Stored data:
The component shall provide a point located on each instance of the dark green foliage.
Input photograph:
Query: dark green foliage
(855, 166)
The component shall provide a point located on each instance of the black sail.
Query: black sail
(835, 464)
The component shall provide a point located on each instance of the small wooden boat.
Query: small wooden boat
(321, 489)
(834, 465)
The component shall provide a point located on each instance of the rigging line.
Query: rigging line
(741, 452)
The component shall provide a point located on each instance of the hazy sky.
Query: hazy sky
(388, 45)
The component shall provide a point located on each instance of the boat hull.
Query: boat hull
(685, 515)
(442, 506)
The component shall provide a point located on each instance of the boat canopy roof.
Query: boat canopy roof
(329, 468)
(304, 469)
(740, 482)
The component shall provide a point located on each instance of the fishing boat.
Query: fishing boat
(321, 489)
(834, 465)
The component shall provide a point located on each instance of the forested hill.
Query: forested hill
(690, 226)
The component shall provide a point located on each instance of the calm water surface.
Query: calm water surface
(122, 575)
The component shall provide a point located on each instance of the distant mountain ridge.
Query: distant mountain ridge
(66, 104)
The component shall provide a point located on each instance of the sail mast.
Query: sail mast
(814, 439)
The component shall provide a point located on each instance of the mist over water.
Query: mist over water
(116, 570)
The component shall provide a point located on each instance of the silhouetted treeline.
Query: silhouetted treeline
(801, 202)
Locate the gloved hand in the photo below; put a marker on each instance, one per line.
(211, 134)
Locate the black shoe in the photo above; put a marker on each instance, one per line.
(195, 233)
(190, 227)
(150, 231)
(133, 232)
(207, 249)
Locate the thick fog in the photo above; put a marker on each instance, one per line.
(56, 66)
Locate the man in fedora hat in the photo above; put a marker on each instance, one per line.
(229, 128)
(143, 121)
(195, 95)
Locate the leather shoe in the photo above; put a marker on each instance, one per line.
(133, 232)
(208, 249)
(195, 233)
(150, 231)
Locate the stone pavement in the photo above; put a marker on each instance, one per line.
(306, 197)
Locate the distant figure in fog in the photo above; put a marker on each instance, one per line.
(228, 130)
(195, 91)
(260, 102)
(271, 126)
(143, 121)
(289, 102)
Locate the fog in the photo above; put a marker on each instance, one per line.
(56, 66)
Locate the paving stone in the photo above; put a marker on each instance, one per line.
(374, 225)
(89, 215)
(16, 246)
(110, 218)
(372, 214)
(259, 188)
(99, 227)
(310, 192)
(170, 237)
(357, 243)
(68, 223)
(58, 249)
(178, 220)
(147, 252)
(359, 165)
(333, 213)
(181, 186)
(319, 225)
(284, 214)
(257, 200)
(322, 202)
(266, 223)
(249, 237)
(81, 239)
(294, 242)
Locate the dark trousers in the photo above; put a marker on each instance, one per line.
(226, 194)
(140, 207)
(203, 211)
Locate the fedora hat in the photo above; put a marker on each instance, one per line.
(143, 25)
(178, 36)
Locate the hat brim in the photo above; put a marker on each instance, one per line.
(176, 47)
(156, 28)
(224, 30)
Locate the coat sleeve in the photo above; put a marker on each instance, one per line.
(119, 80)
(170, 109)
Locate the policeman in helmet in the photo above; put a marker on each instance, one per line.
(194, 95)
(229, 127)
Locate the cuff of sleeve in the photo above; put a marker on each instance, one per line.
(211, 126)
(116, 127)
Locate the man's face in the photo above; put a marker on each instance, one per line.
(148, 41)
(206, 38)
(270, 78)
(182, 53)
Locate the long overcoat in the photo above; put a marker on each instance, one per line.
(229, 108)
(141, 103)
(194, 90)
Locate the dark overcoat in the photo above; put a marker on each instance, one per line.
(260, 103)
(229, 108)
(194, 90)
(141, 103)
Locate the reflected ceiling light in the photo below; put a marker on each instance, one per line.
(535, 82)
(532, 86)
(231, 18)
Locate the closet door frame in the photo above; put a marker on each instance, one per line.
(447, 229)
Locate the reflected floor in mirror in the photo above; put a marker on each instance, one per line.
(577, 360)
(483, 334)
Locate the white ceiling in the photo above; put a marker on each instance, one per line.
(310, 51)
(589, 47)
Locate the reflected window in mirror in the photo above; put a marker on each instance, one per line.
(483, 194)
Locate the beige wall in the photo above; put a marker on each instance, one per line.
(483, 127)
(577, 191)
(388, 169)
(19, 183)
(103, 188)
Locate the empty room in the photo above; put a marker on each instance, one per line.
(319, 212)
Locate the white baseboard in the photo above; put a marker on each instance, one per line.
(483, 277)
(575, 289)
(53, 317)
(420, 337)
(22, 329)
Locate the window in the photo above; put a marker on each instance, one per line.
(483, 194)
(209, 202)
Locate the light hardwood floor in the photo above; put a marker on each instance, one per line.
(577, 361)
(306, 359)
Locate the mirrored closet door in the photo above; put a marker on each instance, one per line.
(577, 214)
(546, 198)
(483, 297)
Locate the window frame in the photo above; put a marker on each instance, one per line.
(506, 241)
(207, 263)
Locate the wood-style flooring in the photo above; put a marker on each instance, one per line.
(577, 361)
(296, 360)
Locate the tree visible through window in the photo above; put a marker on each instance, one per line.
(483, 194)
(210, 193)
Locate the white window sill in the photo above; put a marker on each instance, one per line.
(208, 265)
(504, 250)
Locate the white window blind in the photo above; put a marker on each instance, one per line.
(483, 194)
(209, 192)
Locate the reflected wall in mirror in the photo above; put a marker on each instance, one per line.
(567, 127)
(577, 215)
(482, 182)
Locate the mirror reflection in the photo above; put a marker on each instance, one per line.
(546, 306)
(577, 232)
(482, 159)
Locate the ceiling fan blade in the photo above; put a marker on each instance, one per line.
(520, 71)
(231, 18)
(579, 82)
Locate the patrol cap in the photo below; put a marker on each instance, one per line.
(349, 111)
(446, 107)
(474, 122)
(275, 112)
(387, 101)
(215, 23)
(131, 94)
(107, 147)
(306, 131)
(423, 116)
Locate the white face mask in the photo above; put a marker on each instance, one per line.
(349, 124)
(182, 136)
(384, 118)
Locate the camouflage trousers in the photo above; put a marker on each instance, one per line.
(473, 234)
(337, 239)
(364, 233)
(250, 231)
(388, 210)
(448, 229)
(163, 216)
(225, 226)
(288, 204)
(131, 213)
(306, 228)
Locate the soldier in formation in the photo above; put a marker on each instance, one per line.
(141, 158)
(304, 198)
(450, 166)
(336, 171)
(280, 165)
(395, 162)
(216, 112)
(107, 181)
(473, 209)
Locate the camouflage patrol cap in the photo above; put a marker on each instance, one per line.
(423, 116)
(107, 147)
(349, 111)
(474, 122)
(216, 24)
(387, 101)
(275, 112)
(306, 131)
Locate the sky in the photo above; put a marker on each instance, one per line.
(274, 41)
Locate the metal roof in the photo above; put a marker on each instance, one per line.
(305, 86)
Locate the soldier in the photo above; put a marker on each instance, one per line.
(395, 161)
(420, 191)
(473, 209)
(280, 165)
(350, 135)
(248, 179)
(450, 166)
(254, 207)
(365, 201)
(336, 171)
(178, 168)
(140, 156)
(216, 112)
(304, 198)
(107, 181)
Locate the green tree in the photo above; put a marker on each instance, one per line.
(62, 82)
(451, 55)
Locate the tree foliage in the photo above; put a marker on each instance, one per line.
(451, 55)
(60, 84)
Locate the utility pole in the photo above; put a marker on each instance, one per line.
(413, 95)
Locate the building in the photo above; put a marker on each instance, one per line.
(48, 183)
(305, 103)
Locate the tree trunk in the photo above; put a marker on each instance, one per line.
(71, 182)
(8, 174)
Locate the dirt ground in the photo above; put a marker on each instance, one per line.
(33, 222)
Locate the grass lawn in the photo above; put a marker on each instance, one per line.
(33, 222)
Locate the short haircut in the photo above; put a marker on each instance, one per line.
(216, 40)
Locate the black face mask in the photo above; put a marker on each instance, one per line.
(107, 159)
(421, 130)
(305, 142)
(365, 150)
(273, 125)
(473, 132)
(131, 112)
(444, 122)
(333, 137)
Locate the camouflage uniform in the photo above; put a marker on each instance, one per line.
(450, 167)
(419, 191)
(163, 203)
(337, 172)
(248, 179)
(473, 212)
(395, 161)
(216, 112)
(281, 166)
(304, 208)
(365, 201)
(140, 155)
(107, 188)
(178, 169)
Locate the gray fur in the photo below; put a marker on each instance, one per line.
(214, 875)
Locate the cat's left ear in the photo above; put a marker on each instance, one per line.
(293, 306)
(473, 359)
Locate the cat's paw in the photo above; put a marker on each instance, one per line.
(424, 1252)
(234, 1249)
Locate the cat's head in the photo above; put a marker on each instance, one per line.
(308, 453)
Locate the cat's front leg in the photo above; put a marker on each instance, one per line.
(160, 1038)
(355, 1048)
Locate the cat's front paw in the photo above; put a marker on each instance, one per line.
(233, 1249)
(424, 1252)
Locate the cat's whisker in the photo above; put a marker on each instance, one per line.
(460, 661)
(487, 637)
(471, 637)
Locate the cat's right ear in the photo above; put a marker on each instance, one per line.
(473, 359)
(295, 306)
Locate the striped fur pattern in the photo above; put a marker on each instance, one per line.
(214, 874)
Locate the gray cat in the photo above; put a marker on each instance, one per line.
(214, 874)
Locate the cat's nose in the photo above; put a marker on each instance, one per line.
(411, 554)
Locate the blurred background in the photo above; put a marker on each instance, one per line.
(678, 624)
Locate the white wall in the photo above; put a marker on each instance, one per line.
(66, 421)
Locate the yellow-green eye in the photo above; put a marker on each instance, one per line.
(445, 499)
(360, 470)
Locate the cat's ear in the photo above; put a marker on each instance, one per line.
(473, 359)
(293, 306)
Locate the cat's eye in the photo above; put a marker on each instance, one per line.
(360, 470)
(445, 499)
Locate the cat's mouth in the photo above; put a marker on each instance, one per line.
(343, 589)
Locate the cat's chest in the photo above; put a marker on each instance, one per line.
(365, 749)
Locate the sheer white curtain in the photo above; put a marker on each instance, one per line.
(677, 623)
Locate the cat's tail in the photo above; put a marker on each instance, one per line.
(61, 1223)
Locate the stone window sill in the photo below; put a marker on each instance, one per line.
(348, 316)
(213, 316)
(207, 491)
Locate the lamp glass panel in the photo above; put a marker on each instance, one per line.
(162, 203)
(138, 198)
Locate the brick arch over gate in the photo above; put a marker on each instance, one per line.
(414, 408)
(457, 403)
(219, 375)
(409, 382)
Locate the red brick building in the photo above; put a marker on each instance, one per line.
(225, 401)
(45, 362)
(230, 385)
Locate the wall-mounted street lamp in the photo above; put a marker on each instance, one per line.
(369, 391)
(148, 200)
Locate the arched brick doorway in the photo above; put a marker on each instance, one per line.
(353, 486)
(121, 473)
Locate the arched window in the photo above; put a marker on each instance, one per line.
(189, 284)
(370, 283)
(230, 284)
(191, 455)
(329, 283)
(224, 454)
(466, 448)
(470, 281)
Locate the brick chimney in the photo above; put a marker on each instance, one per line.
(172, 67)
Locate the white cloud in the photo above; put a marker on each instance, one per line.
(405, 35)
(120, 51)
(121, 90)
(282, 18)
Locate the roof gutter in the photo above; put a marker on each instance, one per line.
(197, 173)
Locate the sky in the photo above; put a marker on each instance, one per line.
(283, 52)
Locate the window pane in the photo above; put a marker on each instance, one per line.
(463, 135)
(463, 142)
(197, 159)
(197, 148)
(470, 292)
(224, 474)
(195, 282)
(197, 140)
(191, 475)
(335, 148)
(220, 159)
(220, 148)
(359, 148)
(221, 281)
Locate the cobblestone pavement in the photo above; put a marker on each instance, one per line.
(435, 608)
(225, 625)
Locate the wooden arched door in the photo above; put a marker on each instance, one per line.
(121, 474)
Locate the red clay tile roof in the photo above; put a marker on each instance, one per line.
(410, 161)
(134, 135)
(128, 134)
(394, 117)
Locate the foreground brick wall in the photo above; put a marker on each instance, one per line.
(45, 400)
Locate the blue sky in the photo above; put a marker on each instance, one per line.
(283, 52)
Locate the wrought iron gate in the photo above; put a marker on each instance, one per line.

- _Requirements_:
Output the line holding "Locate the wall-mounted", then every later line through the end of the records above, exactly as given and nothing else.

- _Correct response_:
Locate the wall-mounted street lamp in the photo above; put a marker on each instance, one per line.
(369, 391)
(148, 200)
Locate the arched brick doorway in the photo above; put a marker on each instance, one per line.
(353, 486)
(121, 473)
Locate the arched window in the photo above; put a marker on each instance, one per line.
(189, 284)
(370, 283)
(230, 284)
(191, 455)
(329, 283)
(224, 454)
(466, 448)
(470, 281)
Locate the brick chimney in the photo above; put a marker on each instance, one per line.
(172, 67)
Locate the white cloud in the photo above; put a marker on each instance, one per line.
(405, 35)
(120, 51)
(121, 90)
(282, 18)
Locate the roof gutter in the photo above; put a marker on each instance, one per line.
(197, 173)
Locate the sky in the photo above; put a marker on each instance, one per line.
(283, 52)
Locate the window pane in the photo above; put a marker on each instance, one per line.
(463, 135)
(463, 142)
(197, 159)
(197, 148)
(470, 292)
(224, 474)
(195, 282)
(197, 140)
(191, 475)
(335, 148)
(220, 159)
(220, 148)
(359, 148)
(221, 281)
Locate the cobblestone pavement in the photo above; put a marker on each instance, one per line.
(435, 608)
(225, 625)
Locate the wooden arched door in the photo above; put a marker on each instance, one per line.
(121, 474)
Locate the red clay tile roof in the photo above; put a marker on each instance, one per line.
(410, 161)
(134, 135)
(128, 134)
(394, 117)
Locate the foreground brick wall in the photo above; put a marker on each instance, one per line.
(45, 400)
Locate the blue sky in the photo above; put a marker on each instance, one per line.
(283, 52)
Locate the wrought iron gate in the photo above; put a marker on each instance, one per line.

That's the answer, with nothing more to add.